▸ **Directions**
1. Repeat word for word the part of the article about the Friendly Bible Class anniversary that opens with the words containing "An estimated 100" and closes with "Dr. David Nichols.".
2. Write the next part of the article about the Friendly Bible Class's 85th anniversary, continuing from its last sentence.

▸ **Reading passage**

•••••

When Tom Woldert returned to Tyler, he was searching for a Sunday school class.
He visited multiple classes, but ended up in the Friendly Bible Class at Marvin United Methodist Church — the same class his father and grandfather had attended.
Woldert, 59, said it was "the teaching and the people" that drew him in, and it is that Bible-grounded teaching and fellowship that has kept him in the class for more than two decades.
Similar sentiments about the class were shared Friday as it celebrated 85 years.
An estimated 100 people gathered at the church for the occasion, which included a group photo, dinner, the singing of the class theme song, "Help Somebody Today," and a program.
"It's kind of like a homecoming in a way," class member Edwina Bulman said as attendees ate.
During the program, members spoke about the class and their family's history with the church. The Calvin N. Clyde Jr. Discipleship Award also was presented to class teacher and dentist Dr. David Nichols.
Nichols, who is in his 21st year as the teacher, has done a lot of mission work, including numerous trips to Belize, and has reached out to many people over the years, Ms. Bulman said. Nichols also has been involved with Bethesda Health Clinic and Texas Mission of Mercy.
Before presenting the award, Clyde's son, Thomas Clyde, described Nichols as someone who is "always helping someone or planning the opportunity to do so" and "never too tired to preach."
"Like Mr. (Calvin) Clyde, (Dr. Nichols) has given so much time to the community," Ms. Bulman said. Mr. Clyde, who passed away earlier this year, had "been a faithful member. … When something was needed, he was there and supportive of (the class) mission, so we felt like David Nichols represented the spirit Mr. Clyde gave."
The award plaque also describes Calvin Clyde as "an exemplary witness for his Christian faith and devotion to God, country, family, and friends."
"A man of wisdom and also wit, he was a leader with rare insight in business, community and civic endeavors. His extensive philanthropic efforts generously included investing in others for the advancement of Christ's kingdom," the award plaque reads.
The Friendly Bible Class began in 1928 "as a small gathering of young men for mutual encouragement and Bible study," and since "has turned out to be nothing less than an institution," according to a history of the class.

•••••

Dataset excerpts

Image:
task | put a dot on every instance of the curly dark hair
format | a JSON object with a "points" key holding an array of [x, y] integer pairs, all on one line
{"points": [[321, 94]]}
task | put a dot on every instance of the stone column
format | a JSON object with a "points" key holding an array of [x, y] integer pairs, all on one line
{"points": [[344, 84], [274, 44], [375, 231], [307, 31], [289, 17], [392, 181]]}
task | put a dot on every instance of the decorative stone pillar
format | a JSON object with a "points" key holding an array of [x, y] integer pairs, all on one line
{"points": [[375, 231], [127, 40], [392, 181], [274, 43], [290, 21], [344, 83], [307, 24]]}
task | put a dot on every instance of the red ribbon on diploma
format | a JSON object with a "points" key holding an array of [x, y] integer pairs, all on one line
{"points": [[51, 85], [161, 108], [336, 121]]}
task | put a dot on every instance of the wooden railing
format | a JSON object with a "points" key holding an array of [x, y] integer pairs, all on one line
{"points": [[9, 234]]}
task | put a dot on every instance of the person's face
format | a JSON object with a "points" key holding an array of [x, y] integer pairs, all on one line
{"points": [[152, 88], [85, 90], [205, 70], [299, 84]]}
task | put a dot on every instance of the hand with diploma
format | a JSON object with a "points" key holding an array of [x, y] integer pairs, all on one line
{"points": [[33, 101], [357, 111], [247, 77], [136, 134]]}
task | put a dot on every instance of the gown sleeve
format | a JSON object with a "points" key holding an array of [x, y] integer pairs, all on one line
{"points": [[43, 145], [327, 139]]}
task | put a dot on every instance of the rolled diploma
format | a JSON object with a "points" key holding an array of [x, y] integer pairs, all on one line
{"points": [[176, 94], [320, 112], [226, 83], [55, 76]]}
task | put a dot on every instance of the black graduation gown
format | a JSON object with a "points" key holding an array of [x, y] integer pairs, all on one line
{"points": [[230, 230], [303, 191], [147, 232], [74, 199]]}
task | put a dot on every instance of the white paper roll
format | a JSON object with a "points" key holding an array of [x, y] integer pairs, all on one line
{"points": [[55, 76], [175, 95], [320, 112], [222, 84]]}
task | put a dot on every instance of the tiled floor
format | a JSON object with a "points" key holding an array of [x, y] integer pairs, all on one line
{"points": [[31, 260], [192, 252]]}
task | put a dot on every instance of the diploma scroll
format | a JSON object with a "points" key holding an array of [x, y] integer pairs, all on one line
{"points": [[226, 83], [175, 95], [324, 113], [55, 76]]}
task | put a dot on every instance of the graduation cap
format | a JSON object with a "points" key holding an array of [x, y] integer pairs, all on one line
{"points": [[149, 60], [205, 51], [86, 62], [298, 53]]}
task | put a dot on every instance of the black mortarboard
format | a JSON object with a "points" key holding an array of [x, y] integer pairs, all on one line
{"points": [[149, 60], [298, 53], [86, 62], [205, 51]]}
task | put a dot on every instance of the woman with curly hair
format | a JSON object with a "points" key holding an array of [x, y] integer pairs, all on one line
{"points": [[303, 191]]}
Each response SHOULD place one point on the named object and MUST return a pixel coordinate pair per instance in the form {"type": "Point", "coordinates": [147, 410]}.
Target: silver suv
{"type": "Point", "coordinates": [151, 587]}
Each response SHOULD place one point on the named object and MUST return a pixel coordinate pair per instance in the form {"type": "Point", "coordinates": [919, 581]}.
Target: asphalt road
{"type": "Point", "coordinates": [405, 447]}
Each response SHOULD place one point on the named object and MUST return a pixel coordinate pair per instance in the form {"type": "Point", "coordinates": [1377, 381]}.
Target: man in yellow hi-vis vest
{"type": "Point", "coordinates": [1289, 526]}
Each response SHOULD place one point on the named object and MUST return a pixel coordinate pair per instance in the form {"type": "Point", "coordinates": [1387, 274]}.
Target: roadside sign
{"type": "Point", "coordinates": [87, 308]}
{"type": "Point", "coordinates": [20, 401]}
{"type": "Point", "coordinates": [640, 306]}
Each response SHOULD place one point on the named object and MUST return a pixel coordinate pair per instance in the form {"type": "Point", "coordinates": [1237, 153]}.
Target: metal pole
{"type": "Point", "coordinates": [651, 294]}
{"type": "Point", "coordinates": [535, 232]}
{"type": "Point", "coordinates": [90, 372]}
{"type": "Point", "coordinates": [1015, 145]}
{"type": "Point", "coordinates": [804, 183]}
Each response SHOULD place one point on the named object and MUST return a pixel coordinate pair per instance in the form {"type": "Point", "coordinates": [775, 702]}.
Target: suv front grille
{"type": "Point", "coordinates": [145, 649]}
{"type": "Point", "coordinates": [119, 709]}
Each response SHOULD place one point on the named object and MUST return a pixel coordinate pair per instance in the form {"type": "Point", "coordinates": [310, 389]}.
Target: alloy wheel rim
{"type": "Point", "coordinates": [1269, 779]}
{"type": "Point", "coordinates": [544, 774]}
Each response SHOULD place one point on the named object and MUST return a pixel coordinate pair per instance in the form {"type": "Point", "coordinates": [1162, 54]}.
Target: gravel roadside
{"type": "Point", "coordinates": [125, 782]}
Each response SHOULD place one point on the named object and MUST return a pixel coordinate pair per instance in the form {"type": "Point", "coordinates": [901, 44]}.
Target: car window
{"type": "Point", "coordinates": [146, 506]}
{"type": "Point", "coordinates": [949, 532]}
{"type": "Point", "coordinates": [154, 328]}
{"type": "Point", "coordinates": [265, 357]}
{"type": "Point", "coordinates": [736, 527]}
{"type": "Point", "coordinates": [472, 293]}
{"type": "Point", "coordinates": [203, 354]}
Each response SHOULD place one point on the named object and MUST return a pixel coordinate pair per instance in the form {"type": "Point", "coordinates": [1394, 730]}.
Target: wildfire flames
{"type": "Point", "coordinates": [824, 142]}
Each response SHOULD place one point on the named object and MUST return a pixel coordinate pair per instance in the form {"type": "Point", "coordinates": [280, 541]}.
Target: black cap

•••••

▸ **Answers below**
1.
An estimated 100 people gathered at the church for the occasion, which included a group photo, dinner, the singing of the class theme song, "Help Somebody Today," and a program.
"It's kind of like a homecoming in a way," class member Edwina Bulman said as attendees ate.
During the program, members spoke about the class and their family's history with the church. The Calvin N. Clyde Jr. Discipleship Award also was presented to class teacher and dentist Dr. David Nichols.

2.
"For the members, who for many years were only men, it was the place to be on Sunday morning. Whatever the felt needs of those early class pioneers, the meeting struck a chord that has resonated clear into the 21st century," according to the history.
The class has met "in whatever spaces were available," according to the history. But today, Woldert said the class takes place in an all-purpose room at the church.
Women started to attend in the 1950s, "about the time the old Fellowship Hall was completed," and famous visitors include moviemaker Cecil B. DeMille, comedian Harold Lloyd, football hero Red Grange and war hero Jimmy Doolittle.
Ms. Bulman said the class theme song, "Help Somebody Today," exemplifies the spirit of the class.
She said the Bible-oriented class, which averages 75 to 80 attendees each week, reaches out to various missions and has been on the radio since the 1930s.
"To me it's called the Friendly Bible Class, so there's a real sense of friendship. There's a real sense of growing in our faith," she said.
Ms. Bulman, 67, said she grew up knowing about the class but was part of other classes before joining the Friendly Bible Class.
"Now, at this point, I look forward to seeing people. I look forward to hearing (a) message each Sunday. I'm glad I can contribute through the class to missions," she said.
Ms. Bulman, who has been in the class about 15 years, said it has diversified throughout the years. It's primarily an "older group," she said, but the class has recently attracted younger people and both single people and couples attend.
Ms. Bulman said members may not see each other each week on a social level, but the love of Jesus and Bible teachings bind them.
She said the class holds parties during the year, and this year, they started ladies' brunches, so women can become better acquainted.
Class member Rick Murphey, 62, said everyone in the class "looks out for each other."
"Everybody serves and gets along. There's just a diversity to the class," he said.
Violet Rhodes, who played piano on Friday as attendees sang along, has been a member for more than 30 years.
The 88-year-old said she was in a ladies class, and when that disbanded, she joined the Friendly Bible Class.
"It's just really a wonderful group of people," she said.
Class member Elizabeth Sutton, 82, said she finds the whole experience of the class uplifting, from the wonderful lessons and camaraderie to the missions and music.
Of the 85th birthday, she said, "It's an opportunity we shouldn't miss to celebrate."
Reaves Murphey, 83, who joined the Friendly Bible Class in 1953, said, "It's a wonderful class. You couldn't beat it."
Class president Donna Dahms described the class as one that is "passed down from one generation to the next" and has supportive members, along with "prayer warriors that are faithful and true."
One of the newest members, 28-year-old Chantelle Farr, started coming about two months ago. She said the people are nice, and she loves that they're so involved in each other's lives.
And Nichols, who called the class "one of the main things that blesses my life," quipped to Friday's audience, "It's a wonderful class, and we do have a lesson prepared for Sunday."